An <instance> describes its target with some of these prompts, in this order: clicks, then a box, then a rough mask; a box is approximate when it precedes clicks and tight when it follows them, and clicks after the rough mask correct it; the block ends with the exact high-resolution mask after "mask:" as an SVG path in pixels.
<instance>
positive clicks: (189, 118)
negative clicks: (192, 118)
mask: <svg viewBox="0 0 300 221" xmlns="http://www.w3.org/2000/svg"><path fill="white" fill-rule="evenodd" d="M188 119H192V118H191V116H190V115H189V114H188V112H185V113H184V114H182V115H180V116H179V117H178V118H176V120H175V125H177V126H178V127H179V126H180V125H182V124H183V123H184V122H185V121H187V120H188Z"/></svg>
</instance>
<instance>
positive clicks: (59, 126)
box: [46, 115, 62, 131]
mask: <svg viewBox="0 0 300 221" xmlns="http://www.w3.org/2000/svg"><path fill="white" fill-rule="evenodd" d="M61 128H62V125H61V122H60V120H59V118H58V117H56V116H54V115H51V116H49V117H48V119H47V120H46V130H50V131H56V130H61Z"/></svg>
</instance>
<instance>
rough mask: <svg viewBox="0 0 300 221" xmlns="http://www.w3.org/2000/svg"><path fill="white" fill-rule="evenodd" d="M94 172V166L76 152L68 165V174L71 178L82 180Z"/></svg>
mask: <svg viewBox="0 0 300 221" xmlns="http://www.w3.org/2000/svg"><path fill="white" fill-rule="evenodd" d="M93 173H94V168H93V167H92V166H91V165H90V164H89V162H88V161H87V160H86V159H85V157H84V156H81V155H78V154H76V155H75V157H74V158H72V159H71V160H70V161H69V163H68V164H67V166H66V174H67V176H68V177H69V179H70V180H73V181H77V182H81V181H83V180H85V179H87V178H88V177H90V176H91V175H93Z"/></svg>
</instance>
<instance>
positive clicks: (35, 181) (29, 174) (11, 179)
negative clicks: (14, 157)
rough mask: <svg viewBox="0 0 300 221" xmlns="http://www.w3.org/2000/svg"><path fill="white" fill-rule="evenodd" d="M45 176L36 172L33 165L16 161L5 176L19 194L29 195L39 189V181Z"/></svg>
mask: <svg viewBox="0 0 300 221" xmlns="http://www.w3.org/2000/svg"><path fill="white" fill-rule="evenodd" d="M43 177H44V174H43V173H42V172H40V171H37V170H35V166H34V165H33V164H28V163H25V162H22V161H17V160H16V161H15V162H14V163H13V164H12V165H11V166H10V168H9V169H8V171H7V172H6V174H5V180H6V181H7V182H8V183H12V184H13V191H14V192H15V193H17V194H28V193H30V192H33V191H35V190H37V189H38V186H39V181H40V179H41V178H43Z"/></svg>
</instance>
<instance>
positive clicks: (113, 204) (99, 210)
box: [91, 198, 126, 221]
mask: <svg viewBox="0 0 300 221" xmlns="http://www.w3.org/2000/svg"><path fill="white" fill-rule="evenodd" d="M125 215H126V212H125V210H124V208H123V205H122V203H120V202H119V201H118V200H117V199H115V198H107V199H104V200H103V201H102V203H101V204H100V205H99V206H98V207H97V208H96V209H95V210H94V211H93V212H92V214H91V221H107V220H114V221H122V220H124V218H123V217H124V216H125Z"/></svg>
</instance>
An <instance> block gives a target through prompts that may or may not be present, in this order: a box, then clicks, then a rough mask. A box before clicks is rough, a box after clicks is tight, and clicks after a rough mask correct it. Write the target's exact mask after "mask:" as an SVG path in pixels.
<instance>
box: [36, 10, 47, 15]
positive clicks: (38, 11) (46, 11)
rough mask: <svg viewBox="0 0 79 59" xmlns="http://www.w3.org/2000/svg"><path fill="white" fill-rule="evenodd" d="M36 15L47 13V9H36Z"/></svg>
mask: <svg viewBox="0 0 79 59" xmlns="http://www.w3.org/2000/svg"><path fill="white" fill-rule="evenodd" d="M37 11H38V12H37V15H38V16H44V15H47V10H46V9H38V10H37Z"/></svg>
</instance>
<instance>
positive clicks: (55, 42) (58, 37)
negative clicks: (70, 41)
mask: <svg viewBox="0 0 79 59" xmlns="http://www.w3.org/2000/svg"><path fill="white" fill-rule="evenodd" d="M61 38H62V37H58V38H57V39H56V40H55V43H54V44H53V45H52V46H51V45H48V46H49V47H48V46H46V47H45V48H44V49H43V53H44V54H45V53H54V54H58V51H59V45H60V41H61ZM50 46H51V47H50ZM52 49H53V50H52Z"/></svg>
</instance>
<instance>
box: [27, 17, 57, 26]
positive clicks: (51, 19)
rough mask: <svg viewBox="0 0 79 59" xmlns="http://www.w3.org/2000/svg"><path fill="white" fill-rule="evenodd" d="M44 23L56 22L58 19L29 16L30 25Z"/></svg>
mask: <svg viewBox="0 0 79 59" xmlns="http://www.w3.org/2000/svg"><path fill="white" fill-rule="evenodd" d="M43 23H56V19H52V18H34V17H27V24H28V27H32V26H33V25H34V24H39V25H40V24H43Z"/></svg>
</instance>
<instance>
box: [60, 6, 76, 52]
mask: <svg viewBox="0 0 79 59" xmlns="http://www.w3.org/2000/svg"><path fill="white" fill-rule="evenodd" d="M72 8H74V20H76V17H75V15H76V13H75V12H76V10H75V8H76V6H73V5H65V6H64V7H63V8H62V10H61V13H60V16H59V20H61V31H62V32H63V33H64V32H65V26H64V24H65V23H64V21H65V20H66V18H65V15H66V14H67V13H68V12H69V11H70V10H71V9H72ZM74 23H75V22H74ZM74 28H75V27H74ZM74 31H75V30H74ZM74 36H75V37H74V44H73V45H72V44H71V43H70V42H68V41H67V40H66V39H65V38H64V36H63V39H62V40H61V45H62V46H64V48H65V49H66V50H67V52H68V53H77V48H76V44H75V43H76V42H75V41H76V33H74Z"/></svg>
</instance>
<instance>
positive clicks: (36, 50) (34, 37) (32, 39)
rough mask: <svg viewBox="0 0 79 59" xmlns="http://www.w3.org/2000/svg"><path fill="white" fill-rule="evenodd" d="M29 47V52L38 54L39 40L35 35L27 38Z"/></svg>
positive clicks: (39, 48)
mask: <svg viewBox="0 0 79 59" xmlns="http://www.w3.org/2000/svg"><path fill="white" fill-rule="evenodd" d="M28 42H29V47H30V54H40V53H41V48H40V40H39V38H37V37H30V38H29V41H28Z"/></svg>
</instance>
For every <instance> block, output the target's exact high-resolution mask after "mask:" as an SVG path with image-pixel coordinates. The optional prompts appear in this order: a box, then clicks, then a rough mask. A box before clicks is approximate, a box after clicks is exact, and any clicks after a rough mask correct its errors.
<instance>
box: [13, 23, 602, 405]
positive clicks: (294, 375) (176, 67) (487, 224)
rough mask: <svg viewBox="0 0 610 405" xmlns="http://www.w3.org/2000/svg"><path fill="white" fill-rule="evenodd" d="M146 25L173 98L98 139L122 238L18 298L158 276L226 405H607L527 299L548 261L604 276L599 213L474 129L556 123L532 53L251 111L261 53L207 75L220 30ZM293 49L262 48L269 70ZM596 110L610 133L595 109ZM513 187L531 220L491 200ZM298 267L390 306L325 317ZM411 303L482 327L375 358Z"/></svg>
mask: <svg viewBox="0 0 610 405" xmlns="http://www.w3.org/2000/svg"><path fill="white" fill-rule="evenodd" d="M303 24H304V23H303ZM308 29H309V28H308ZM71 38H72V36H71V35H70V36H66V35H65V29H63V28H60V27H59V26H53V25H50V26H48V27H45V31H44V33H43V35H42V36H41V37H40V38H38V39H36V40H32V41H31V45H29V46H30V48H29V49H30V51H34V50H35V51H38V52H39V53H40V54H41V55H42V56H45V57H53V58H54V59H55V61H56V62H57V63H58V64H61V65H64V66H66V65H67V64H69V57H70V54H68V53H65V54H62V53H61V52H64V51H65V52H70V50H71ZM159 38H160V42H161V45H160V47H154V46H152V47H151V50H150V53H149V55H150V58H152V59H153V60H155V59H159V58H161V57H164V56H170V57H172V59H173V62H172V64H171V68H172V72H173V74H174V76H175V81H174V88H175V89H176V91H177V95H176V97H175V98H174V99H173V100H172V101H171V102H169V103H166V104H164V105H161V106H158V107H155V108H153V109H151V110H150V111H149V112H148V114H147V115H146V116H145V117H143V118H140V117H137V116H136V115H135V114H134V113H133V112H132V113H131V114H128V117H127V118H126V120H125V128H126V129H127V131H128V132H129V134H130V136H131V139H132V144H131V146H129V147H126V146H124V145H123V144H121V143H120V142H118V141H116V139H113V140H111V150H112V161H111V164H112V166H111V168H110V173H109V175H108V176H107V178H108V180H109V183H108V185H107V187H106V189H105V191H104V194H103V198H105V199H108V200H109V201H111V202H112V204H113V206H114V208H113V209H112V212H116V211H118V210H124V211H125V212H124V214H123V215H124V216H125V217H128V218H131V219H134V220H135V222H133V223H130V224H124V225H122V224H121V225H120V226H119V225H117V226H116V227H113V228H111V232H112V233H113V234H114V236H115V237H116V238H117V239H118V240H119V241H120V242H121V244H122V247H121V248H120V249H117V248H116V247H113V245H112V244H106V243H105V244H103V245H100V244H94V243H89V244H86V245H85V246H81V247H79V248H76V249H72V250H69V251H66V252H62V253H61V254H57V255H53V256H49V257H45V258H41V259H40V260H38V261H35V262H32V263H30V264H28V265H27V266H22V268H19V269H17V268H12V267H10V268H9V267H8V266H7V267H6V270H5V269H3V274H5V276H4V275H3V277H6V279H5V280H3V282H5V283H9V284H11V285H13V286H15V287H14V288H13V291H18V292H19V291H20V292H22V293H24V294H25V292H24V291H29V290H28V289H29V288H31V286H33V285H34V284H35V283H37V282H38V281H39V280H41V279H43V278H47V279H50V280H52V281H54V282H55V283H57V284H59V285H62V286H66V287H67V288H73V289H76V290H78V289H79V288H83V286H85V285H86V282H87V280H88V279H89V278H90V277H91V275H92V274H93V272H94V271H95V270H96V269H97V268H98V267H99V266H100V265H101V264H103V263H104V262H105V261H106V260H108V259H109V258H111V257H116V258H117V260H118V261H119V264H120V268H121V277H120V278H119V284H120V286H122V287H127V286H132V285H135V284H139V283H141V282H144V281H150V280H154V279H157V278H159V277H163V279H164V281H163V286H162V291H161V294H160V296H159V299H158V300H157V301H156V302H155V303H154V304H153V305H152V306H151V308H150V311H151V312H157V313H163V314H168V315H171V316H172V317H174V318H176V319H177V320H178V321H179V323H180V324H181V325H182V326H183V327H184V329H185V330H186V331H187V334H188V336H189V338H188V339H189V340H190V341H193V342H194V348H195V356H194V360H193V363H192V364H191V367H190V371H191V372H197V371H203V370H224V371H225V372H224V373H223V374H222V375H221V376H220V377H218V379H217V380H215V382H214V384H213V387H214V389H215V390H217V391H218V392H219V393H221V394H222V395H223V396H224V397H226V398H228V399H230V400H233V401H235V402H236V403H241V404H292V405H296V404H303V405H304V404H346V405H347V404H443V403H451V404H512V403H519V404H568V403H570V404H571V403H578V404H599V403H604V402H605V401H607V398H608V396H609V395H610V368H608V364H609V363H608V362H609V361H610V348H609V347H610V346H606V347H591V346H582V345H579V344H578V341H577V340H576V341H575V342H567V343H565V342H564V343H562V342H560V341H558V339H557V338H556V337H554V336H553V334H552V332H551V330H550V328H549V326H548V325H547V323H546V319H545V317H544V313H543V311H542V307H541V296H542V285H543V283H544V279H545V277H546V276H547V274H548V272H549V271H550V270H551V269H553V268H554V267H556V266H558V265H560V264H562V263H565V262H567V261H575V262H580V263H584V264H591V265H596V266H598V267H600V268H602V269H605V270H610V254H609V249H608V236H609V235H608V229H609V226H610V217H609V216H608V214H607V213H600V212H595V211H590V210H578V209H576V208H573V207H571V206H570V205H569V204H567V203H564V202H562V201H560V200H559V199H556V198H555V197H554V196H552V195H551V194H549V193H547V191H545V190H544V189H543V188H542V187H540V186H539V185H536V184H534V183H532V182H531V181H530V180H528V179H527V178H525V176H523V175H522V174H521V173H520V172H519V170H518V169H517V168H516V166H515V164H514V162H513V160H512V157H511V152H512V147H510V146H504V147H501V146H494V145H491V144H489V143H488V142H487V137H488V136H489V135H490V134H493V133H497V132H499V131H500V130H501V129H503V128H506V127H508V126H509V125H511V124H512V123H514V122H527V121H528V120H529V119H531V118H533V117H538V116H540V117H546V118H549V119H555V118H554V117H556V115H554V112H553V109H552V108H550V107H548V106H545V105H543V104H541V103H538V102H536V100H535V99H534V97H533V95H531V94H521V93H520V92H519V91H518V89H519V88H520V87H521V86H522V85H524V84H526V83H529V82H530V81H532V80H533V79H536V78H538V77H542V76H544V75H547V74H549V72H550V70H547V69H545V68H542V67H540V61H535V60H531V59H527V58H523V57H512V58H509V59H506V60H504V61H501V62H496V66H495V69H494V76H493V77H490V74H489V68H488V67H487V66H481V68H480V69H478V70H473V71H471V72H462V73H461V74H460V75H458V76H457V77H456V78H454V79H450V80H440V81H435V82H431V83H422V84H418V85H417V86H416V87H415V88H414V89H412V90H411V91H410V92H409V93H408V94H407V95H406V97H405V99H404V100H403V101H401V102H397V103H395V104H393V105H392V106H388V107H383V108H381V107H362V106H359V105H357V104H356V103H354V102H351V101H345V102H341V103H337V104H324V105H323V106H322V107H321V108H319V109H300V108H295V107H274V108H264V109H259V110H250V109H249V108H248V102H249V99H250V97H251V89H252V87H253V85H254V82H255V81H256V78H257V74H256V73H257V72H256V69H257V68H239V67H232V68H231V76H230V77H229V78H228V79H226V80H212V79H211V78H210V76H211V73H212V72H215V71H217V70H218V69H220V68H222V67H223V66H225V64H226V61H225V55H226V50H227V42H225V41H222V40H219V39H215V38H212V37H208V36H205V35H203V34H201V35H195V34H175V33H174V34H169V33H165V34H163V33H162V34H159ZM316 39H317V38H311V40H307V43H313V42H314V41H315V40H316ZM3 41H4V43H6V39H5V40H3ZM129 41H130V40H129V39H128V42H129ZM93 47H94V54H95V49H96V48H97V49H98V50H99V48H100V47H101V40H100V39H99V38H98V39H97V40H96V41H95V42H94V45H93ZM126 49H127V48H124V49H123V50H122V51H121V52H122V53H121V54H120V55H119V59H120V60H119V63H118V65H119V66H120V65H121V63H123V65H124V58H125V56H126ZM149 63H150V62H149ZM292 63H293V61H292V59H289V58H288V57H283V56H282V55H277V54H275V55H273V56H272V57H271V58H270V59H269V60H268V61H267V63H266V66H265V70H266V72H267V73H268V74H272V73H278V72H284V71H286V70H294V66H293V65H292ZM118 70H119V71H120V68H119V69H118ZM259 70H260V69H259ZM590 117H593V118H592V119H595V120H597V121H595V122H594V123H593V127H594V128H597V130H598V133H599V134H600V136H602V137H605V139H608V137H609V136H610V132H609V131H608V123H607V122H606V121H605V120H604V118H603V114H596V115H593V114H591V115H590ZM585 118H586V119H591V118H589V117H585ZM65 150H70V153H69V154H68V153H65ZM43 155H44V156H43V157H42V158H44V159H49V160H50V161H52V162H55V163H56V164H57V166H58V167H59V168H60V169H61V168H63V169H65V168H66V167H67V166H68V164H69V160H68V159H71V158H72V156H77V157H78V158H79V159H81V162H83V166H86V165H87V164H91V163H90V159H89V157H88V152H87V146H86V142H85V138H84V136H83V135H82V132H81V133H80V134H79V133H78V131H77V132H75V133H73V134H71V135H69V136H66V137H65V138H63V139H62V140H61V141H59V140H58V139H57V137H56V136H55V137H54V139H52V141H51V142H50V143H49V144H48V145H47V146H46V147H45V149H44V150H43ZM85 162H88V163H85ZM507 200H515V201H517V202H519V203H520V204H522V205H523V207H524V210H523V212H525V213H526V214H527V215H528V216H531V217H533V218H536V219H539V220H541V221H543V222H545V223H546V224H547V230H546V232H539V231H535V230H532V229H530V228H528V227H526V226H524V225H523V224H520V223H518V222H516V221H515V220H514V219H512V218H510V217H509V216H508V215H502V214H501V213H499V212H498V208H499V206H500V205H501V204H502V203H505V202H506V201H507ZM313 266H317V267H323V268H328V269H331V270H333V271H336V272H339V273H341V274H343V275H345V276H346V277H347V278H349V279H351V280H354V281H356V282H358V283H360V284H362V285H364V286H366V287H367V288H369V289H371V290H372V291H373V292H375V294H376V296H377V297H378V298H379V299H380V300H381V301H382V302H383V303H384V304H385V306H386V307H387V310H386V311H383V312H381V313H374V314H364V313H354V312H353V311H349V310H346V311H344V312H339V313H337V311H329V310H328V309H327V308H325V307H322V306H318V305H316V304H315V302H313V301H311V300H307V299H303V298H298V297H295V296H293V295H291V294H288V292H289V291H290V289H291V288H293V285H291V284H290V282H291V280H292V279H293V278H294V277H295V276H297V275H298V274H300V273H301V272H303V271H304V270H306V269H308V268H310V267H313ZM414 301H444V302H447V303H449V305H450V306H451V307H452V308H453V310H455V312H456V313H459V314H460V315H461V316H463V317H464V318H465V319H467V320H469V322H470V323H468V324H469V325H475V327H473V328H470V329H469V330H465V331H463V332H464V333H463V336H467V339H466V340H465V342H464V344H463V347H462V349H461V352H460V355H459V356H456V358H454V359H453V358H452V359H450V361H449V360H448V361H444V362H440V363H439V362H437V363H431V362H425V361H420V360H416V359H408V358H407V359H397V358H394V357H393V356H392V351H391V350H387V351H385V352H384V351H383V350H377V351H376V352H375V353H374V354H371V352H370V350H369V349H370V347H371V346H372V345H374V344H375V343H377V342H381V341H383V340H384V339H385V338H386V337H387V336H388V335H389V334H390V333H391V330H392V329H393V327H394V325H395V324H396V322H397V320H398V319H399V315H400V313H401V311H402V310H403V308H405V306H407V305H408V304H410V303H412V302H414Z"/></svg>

Problem to solve
Rewrite the material, starting at its first line and ending at the line that contains "negative clicks: (192, 118)", with "negative" replaced by "background" and everything else unchanged.

Your solution
An <instance> describes its target with some of these prompts, in this order: clicks, then a box, then a rough mask; a box is approximate when it precedes clicks and tight when it follows them, and clicks after the rough mask correct it; the block ends with the exact high-resolution mask after "mask:" as an SVG path in pixels.
<instance>
positive clicks: (189, 118)
background clicks: (192, 118)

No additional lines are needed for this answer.